Segmentation annotation records
━━━━

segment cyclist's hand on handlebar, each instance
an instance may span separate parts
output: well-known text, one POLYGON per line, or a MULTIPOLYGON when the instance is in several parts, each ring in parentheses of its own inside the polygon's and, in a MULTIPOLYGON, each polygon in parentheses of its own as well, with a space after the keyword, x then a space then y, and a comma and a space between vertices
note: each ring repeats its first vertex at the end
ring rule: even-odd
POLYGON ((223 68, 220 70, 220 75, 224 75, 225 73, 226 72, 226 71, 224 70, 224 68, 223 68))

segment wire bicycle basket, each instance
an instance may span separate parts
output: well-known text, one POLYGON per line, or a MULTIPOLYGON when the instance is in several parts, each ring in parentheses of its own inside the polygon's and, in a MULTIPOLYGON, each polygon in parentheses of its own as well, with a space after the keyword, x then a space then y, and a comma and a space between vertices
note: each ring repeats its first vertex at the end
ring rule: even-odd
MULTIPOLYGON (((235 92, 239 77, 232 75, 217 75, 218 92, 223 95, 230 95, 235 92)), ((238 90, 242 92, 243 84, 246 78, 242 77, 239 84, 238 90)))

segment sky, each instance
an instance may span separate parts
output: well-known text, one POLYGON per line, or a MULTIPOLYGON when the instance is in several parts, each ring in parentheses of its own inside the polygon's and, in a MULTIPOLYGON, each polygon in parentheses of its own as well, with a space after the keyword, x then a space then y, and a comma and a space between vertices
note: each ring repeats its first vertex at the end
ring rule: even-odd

━━━━

THE EXERCISE — Render the lines above as a numbered list, omitting blank lines, from the line with "segment wire bicycle basket, each instance" up to and including the line with "MULTIPOLYGON (((235 92, 239".

WRITTEN ANSWER —
1. segment wire bicycle basket, each instance
2. an instance may span separate parts
3. output: well-known text, one POLYGON per line, or a MULTIPOLYGON when the instance is in several parts, each ring in parentheses of its own inside the polygon's and, in a MULTIPOLYGON, each polygon in parentheses of its own as well, with a space after the keyword, x then a space then y, and a comma and a space between vertices
4. note: each ring repeats its first vertex at the end
5. ring rule: even-odd
6. MULTIPOLYGON (((235 92, 239 77, 232 75, 217 75, 218 92, 223 95, 230 95, 235 92)), ((238 90, 242 92, 243 84, 246 78, 242 77, 239 84, 238 90)))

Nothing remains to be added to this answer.